=== DATA TO USE ===

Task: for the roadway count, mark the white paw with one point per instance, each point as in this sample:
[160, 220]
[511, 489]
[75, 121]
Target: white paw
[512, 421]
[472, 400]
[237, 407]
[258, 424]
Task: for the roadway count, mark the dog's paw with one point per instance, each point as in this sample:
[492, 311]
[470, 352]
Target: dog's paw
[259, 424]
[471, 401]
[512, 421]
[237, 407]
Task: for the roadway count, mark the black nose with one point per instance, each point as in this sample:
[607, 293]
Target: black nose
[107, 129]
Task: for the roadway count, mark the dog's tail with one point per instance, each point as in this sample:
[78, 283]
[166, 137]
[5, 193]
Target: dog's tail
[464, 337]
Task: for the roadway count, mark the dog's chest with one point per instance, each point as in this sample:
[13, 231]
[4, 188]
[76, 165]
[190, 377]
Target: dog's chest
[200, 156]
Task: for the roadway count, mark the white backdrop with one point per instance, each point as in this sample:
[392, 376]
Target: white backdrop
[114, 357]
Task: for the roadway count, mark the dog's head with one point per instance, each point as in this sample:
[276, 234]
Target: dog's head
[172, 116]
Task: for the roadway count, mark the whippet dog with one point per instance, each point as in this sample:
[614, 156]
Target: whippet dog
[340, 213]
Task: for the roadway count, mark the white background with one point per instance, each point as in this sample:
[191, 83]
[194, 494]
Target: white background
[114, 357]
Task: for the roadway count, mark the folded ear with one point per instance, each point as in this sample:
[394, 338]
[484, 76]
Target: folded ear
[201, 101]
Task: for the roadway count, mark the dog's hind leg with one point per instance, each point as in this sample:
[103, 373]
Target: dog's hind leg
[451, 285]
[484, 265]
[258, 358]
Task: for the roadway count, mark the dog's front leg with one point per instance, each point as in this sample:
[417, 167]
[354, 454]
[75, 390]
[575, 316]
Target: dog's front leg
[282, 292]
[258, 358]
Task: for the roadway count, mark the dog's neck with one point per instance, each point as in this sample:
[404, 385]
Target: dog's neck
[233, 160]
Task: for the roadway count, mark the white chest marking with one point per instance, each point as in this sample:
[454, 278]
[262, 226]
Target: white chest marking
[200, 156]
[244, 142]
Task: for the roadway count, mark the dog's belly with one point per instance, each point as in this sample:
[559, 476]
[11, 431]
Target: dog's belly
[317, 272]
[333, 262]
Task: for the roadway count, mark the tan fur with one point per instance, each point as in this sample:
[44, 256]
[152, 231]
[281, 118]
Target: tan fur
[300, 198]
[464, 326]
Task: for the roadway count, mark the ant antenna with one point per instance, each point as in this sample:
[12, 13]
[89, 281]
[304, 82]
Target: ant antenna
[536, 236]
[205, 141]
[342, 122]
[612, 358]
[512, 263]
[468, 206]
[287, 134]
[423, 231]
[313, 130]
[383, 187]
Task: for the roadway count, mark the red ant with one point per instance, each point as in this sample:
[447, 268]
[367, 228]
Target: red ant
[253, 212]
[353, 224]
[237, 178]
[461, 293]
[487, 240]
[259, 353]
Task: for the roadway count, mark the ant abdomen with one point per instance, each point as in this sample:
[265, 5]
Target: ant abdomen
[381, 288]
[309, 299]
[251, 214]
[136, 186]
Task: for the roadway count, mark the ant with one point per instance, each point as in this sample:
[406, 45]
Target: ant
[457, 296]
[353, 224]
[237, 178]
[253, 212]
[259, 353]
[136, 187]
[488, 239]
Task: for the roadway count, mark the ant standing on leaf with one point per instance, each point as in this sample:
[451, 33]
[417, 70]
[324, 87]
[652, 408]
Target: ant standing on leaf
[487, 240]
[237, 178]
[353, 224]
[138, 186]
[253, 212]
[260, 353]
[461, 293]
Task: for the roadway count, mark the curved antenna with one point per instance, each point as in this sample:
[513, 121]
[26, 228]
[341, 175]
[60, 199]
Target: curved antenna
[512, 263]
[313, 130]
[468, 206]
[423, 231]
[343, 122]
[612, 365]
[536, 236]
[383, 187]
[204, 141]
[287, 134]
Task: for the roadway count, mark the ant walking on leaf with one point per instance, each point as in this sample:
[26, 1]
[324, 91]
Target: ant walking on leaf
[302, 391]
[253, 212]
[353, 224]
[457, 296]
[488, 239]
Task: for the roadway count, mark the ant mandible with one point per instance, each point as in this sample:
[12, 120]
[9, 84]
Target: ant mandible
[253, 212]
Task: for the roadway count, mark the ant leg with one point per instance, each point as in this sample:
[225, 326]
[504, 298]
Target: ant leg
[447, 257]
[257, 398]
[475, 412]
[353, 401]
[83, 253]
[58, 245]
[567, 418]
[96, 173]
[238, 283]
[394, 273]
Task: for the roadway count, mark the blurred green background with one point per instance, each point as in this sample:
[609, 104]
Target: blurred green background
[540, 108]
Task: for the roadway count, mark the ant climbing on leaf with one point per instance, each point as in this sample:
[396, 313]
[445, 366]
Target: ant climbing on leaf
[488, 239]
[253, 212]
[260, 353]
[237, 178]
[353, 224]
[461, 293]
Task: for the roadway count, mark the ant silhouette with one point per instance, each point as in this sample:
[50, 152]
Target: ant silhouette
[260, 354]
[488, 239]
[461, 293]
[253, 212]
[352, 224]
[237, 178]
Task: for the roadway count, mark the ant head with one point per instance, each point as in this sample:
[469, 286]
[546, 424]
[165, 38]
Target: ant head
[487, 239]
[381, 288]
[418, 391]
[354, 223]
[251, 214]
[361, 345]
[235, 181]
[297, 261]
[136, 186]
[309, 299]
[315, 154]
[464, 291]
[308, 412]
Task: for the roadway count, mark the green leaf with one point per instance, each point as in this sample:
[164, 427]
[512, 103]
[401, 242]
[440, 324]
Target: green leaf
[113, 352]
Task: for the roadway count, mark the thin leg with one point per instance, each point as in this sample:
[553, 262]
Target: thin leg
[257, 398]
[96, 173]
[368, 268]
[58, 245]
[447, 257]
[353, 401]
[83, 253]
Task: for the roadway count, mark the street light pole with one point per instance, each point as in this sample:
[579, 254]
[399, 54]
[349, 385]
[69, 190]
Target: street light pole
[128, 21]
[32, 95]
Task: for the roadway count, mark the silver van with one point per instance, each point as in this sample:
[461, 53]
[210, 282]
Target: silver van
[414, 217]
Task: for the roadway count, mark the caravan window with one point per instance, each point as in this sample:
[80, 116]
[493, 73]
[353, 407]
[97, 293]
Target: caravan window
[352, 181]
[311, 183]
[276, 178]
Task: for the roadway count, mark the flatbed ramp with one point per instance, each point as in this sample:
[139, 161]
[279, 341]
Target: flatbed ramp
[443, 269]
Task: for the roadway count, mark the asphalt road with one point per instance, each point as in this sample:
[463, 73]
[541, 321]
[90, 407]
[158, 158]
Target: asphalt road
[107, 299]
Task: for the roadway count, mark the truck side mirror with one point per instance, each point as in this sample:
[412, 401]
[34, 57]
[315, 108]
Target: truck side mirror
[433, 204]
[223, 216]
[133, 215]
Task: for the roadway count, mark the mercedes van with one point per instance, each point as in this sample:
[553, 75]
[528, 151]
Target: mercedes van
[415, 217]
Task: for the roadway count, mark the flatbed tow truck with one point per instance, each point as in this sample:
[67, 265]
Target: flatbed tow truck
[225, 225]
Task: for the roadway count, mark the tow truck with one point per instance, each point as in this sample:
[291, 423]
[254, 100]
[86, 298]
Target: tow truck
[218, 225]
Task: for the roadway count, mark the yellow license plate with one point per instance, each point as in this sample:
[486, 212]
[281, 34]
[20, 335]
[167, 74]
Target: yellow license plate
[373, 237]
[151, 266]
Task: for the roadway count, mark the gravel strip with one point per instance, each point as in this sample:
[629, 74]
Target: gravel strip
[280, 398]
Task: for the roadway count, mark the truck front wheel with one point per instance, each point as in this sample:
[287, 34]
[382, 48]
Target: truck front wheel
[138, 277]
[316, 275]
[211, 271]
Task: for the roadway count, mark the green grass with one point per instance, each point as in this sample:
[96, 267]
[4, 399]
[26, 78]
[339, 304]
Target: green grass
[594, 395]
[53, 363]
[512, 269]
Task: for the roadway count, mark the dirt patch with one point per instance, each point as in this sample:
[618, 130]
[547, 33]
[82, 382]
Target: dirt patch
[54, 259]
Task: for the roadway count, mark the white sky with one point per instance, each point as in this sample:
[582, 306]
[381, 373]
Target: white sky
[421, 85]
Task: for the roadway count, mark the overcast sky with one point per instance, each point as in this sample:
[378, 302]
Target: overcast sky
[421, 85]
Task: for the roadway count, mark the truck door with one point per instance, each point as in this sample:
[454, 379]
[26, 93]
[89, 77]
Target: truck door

===

* **DIRECTIONS FOR THIS TASK**:
Go through the records above, find every line with the word "door", and list those lines.

* **EXERCISE ANSWER**:
Task: for the roadway count, mark the truck door with one point per instance, each point as in this sample:
Target: truck door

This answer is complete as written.